SELECTED TEXT

- Film poster
- Directed by: Ron Fricke
- Written by: Ron Fricke; Mark Magidson;
- Produced by: Mark Magidson
- Cinematography: Ron Fricke
- Edited by: Ron Fricke; Mark Magidson;
- Music by: Michael Stearns; Lisa Gerrard; Marcello de Francisci;
- Production company: Magidson Films
- Distributed by: Oscilloscope Laboratories
- Release dates: September 11, 2011 (TIFF); August 24, 2012;
- Running time: 102 minutes
- Country: United States
- Budget: $4 million
- Box office: $6 million

= Samsara (2011 film) =

2011 American documentary film

Samsara is a 2011 American non-narrative documentary film of international imagery directed by Ron Fricke and produced by Mark Magidson, who also collaborated on Baraka (1992), a film of a similar vein, and Chronos (1985).

Completed over a period of five years in 25 countries around the world, it was shot in 70 mm format and output to digital format. The film premiered at the 2011 Toronto International Film Festival and received a limited release in August 2012.

==Synopsis==
The official website describes, "Expanding on the themes they developed in Baraka (1992) and Chronos (1985), Samsara explores the wonders of our world from the mundane to the miraculous, looking into the unfathomable reaches of humanity's spirituality and the human experience. Neither a traditional documentary nor a travelogue, Samsara takes the form of a nonverbal, guided meditation."

==Production==
Samsara is directed by Ron Fricke and produced by Mark Magidson. The pair had collaborated on Baraka (1992) and reunited in 2006 to plan Samsara. They researched locations that would fit the conceptual imagery of saṃsāra, to them "meaning 'birth, death and rebirth' or 'impermanence'". They gathered research from people's works and photo books as well as the Internet and YouTube, resources not available at the time of planning Baraka. They considered using digital cameras but decided to film in 70 mm instead, considering its quality superior. Fricke and Magidson began filming Samsara the following year. Filming lasted for more than four years and took place in 25 countries across five continents. Three years into filming, the pair began assembling the film and editing it. They pursued several pick-up shoots to augment the final product.

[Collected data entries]
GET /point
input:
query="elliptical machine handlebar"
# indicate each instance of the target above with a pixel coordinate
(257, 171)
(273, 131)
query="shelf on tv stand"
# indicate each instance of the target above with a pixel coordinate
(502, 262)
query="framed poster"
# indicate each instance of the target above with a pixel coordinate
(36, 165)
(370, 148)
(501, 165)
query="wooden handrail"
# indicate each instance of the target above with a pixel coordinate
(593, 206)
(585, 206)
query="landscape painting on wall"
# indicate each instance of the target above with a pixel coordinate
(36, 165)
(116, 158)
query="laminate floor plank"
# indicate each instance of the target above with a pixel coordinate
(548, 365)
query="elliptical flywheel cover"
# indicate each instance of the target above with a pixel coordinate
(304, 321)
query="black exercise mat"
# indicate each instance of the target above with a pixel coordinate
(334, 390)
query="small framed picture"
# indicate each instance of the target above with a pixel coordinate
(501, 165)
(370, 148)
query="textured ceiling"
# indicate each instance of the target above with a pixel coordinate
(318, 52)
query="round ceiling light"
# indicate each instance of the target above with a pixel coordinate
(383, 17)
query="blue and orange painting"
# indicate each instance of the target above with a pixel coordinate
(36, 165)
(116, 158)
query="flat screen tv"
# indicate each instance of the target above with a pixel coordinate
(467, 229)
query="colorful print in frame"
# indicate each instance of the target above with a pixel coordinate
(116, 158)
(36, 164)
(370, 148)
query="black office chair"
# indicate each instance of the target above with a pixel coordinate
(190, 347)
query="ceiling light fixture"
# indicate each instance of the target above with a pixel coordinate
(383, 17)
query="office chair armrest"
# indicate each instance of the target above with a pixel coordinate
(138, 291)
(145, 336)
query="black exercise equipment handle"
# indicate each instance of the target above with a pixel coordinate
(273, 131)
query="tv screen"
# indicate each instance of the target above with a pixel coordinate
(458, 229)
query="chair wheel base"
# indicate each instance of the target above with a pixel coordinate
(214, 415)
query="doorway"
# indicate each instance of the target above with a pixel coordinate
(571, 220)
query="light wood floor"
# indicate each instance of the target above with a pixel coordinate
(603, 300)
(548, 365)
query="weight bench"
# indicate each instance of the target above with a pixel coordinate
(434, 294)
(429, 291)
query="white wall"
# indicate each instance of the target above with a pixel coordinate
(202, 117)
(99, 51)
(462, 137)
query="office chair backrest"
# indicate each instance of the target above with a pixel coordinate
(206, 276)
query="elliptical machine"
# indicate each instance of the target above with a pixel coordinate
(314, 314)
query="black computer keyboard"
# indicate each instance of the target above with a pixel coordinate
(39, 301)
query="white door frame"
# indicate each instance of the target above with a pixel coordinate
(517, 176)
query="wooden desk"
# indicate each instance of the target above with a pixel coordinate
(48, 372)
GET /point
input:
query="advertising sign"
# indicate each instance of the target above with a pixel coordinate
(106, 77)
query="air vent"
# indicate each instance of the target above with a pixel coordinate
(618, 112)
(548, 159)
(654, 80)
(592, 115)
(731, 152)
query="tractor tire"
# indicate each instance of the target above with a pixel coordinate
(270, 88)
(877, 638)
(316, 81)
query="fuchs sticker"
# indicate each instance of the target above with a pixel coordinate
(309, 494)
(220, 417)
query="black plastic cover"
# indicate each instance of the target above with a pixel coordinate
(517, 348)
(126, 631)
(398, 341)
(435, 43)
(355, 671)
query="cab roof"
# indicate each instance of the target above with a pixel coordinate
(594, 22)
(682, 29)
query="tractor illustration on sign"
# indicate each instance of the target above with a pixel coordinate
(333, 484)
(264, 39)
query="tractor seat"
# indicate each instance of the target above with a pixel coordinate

TASKS TO PERFORM
**a)** In the Samsara article, copy the passage from "Samsara is a" to "and Chronos (1985).", substituting "global imagery" for "international imagery".
**b)** Summarize the Samsara article in two sentences.
**c)** Extend the Samsara article, picking up after its final sentence.

TASK-BY-TASK RESULTS
**a)**
Samsara is a 2011 American non-narrative documentary film of global imagery directed by Ron Fricke and produced by Mark Magidson, who also collaborated on Baraka (1992), a film of a similar vein, and Chronos (1985).

**b)** Samsara is a 2011 American non-narrative documentary directed by Ron Fricke and produced by Mark Magidson, who also collaborated on Baraka and Chronos, and it was shot in 70 mm over five years in 25 countries. It premiered at the 2011 Toronto International Film Festival, received a limited release in August 2012, and is described as a nonverbal, guided meditation on humanity's spirituality and the human experience.

**c)**
The crew used three 70 mm cameras for filming; two cameras manufactured by Panavision and one specialty time-lapse camera designed by Fricke. While the scenes were captured on 65 mm negative film, they were output to Digital Cinema Package (DCP), a digital output. Magidson described the process, "We're doing a combination of what we think is the best of both technologies, the best way to image capture and then the best way to output. Once we get into the digital environment, we're able to refine the imagery, we're able to save shots that we'd have to otherwise trash really for various reasons." Where they cut their negatives for Baraka, the negatives for Samsara were scanned then worked on digitally. The pair used the Telecine process to format the film to ProRes for the editing process and used Final Cut for editing.

The crew shot from a bird's-eye view a scene of pilgrims surrounding the Kaaba in Mecca, Saudi Arabia. A 40-floor building was recently constructed next to the mosque that surrounded the Kaaba, so the filmmakers were able to film the pilgrims with permission of the building's owner.

===Music===
The score was composed by Michael Stearns, Lisa Gerrard and Marcello De Francisci. Stearns previously collaborated with the filmmakers on Baraka and Chronos, and Gerrard on Baraka. Unlike Baraka, Samsara was edited without music, and the composers worked on numerous sequences as separate pieces, before connecting. Magidson explained of the pieces, "It's a piece of music you can listen to as music as well that interprets their feelings to know that imagery in that sequence visually, so they're kind of interpreting it musically." The scoring process lasted between six and seven months.

===Filming locations===
Samsara was filmed in nearly one hundred locations across 25 countries over the course of exactly five years. Some locations include: Angola, Brazil, China, Denmark, Egypt, Ethiopia, France, Ghana, Hong Kong, India, Indonesia, Italy, Japan, Israel and the West Bank, (Note: Location listed in the closing credits as Israel) Mali, Myanmar, Namibia, Philippines, Saudi Arabia, South Korea, Thailand, Turkey, United Arab Emirates and United States.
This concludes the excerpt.